■ TO DO:
Up to and including the line that contains "belt as (x, y), one per line", repeat the entries below exactly from the first line on. Do not carry over any pictures.

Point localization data
# # # # #

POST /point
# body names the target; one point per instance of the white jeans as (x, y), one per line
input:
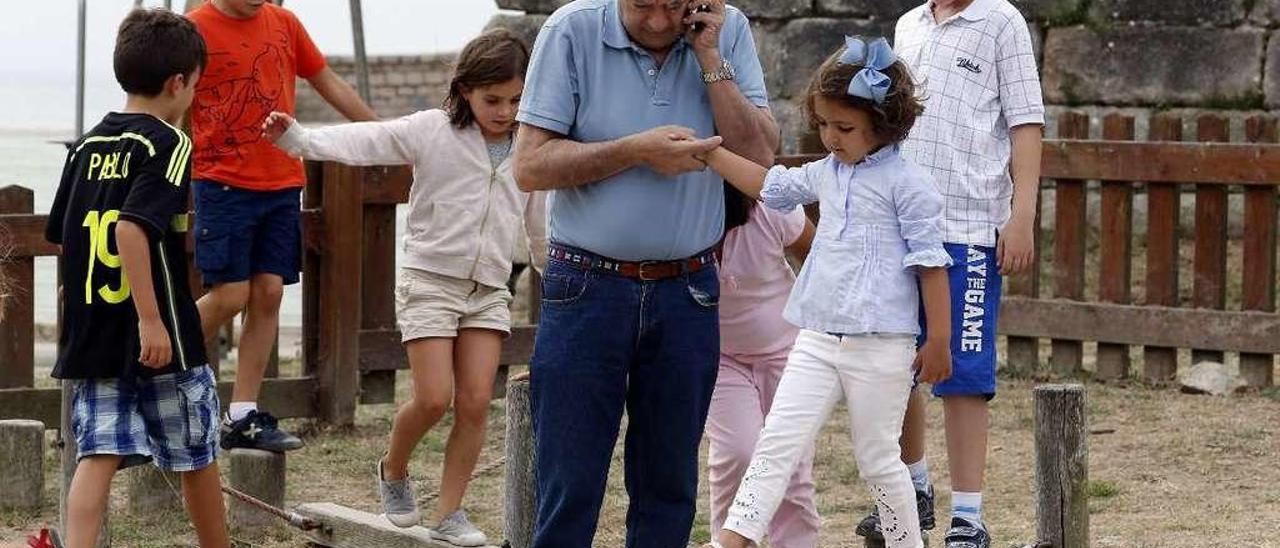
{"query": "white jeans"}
(874, 375)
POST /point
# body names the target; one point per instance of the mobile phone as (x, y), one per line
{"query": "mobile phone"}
(700, 8)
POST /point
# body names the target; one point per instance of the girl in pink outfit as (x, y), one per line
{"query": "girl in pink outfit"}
(755, 282)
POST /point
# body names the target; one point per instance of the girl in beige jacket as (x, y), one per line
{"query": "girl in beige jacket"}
(452, 297)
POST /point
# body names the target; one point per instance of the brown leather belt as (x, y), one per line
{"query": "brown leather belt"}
(641, 270)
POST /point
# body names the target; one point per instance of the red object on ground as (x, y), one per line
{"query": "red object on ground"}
(44, 540)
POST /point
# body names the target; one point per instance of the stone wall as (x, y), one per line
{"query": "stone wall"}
(400, 85)
(1138, 56)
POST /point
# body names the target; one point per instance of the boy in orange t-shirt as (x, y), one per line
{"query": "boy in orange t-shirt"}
(246, 190)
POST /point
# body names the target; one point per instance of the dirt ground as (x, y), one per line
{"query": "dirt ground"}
(1178, 471)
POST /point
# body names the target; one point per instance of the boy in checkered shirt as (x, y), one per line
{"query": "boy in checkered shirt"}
(981, 138)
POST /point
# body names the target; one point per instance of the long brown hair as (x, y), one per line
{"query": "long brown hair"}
(494, 56)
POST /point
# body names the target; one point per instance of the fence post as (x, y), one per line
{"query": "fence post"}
(22, 464)
(1069, 245)
(259, 474)
(1115, 254)
(520, 511)
(1061, 466)
(18, 343)
(1211, 210)
(1164, 204)
(378, 293)
(342, 215)
(312, 236)
(1260, 254)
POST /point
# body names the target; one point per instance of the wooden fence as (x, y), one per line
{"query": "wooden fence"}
(351, 347)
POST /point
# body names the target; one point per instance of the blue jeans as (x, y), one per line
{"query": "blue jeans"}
(607, 342)
(241, 233)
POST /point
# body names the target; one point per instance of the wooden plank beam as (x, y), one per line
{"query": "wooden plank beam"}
(1165, 161)
(1132, 324)
(287, 398)
(350, 528)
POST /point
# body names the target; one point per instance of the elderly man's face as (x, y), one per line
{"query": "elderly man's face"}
(654, 24)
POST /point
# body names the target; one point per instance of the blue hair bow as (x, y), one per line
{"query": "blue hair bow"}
(869, 82)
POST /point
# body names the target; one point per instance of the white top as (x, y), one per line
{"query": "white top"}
(979, 80)
(464, 213)
(881, 219)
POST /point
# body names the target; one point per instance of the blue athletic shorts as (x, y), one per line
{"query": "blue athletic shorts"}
(241, 233)
(170, 419)
(976, 290)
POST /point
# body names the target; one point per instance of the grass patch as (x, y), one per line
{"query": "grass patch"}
(1102, 489)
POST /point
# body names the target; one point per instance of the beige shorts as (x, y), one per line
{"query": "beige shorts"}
(435, 305)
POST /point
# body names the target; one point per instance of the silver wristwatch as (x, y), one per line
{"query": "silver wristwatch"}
(723, 73)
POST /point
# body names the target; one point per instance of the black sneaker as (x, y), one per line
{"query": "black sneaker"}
(871, 526)
(257, 430)
(967, 534)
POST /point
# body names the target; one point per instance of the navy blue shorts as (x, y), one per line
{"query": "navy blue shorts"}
(241, 233)
(976, 290)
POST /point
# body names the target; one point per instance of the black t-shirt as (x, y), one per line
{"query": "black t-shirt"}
(137, 168)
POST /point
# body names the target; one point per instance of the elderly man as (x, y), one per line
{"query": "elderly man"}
(621, 99)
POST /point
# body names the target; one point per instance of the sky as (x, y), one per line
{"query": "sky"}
(37, 48)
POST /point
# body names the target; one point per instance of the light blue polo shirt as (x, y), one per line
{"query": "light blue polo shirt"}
(590, 82)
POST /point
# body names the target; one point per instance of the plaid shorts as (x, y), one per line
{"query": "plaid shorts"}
(172, 419)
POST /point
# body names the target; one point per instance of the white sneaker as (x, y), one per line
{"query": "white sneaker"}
(457, 530)
(398, 502)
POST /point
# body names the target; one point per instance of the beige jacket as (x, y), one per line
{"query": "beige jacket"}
(465, 217)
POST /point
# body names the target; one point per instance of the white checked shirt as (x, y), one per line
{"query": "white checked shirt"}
(979, 80)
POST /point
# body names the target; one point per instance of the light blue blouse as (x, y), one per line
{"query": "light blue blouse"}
(881, 219)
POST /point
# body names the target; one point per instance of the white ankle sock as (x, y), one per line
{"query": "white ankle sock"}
(240, 410)
(967, 506)
(919, 474)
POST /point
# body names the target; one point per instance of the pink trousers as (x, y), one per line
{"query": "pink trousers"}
(744, 393)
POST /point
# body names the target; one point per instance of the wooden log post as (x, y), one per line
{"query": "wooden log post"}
(18, 320)
(1260, 255)
(339, 306)
(1061, 465)
(1160, 364)
(520, 511)
(312, 234)
(378, 296)
(22, 464)
(1069, 247)
(152, 491)
(259, 474)
(1115, 254)
(1208, 290)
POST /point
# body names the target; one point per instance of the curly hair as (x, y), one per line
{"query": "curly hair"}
(891, 120)
(494, 56)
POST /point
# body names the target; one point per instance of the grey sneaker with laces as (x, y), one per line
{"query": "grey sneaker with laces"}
(457, 530)
(398, 502)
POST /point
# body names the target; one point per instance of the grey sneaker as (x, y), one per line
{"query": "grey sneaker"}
(457, 530)
(398, 502)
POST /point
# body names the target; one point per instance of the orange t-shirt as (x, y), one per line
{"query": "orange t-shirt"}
(252, 69)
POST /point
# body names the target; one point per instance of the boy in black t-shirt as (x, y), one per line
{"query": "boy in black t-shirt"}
(131, 339)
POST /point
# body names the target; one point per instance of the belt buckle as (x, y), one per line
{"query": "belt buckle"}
(640, 272)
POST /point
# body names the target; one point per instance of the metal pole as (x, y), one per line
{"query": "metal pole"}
(80, 72)
(357, 33)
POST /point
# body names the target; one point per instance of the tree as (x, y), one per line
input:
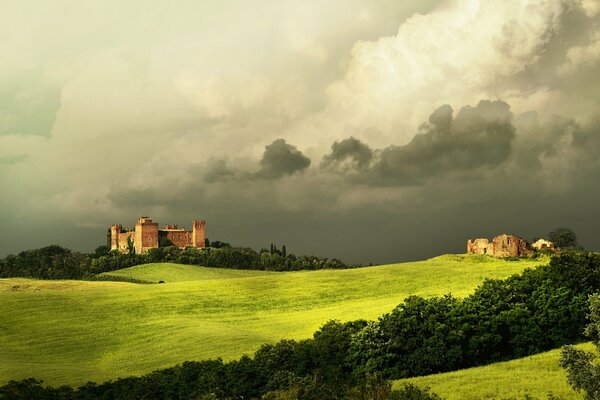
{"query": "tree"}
(563, 237)
(583, 374)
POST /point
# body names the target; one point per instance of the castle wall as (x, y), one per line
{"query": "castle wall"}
(510, 246)
(542, 244)
(199, 233)
(146, 235)
(180, 238)
(123, 244)
(501, 246)
(479, 246)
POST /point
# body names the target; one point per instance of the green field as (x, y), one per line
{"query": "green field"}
(69, 332)
(536, 376)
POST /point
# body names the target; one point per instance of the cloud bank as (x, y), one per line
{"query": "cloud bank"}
(387, 132)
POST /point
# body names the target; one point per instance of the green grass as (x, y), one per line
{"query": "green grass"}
(69, 332)
(169, 272)
(536, 376)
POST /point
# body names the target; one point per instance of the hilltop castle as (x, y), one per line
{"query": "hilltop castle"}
(146, 236)
(506, 246)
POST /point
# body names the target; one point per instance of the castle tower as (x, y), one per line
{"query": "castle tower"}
(146, 235)
(198, 233)
(115, 230)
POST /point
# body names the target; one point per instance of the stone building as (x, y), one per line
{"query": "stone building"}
(543, 244)
(501, 246)
(146, 235)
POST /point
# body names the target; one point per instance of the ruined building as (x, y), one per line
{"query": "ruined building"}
(542, 244)
(146, 235)
(501, 246)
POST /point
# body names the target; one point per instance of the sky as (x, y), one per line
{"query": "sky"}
(371, 131)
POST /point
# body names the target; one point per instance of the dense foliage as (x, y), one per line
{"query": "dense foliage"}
(55, 262)
(542, 308)
(583, 373)
(563, 238)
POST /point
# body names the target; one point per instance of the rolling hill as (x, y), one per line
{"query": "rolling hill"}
(69, 332)
(536, 376)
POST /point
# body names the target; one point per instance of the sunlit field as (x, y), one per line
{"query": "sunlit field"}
(70, 332)
(536, 376)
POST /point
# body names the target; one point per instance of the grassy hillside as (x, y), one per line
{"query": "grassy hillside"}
(535, 376)
(169, 272)
(72, 331)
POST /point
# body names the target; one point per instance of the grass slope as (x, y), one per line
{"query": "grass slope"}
(69, 332)
(170, 272)
(536, 376)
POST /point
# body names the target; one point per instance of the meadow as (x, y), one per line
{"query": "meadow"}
(535, 376)
(70, 332)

# # # # #

■ EXERCISE RESPONSE:
POST /point
# body names the target; one point per instance of the white jeans as (x, y), one per line
input:
{"query": "white jeans"}
(874, 375)
POST /point
# body names the target; one point per instance of the mobile phone as (x, y), one per line
{"query": "mobile phone"}
(700, 8)
POST /point
# body names the target; one point per instance of the girl in pink outfit as (x, y), one per line
{"query": "girl in pink outfit"}
(755, 282)
POST /point
# body names the target; one point per instance of the girl in beige jacket as (x, y), one per line
{"query": "girl in beige jacket"}
(452, 297)
POST /point
# body names the target; one point per instance of the brown leather belt as (x, y), one per line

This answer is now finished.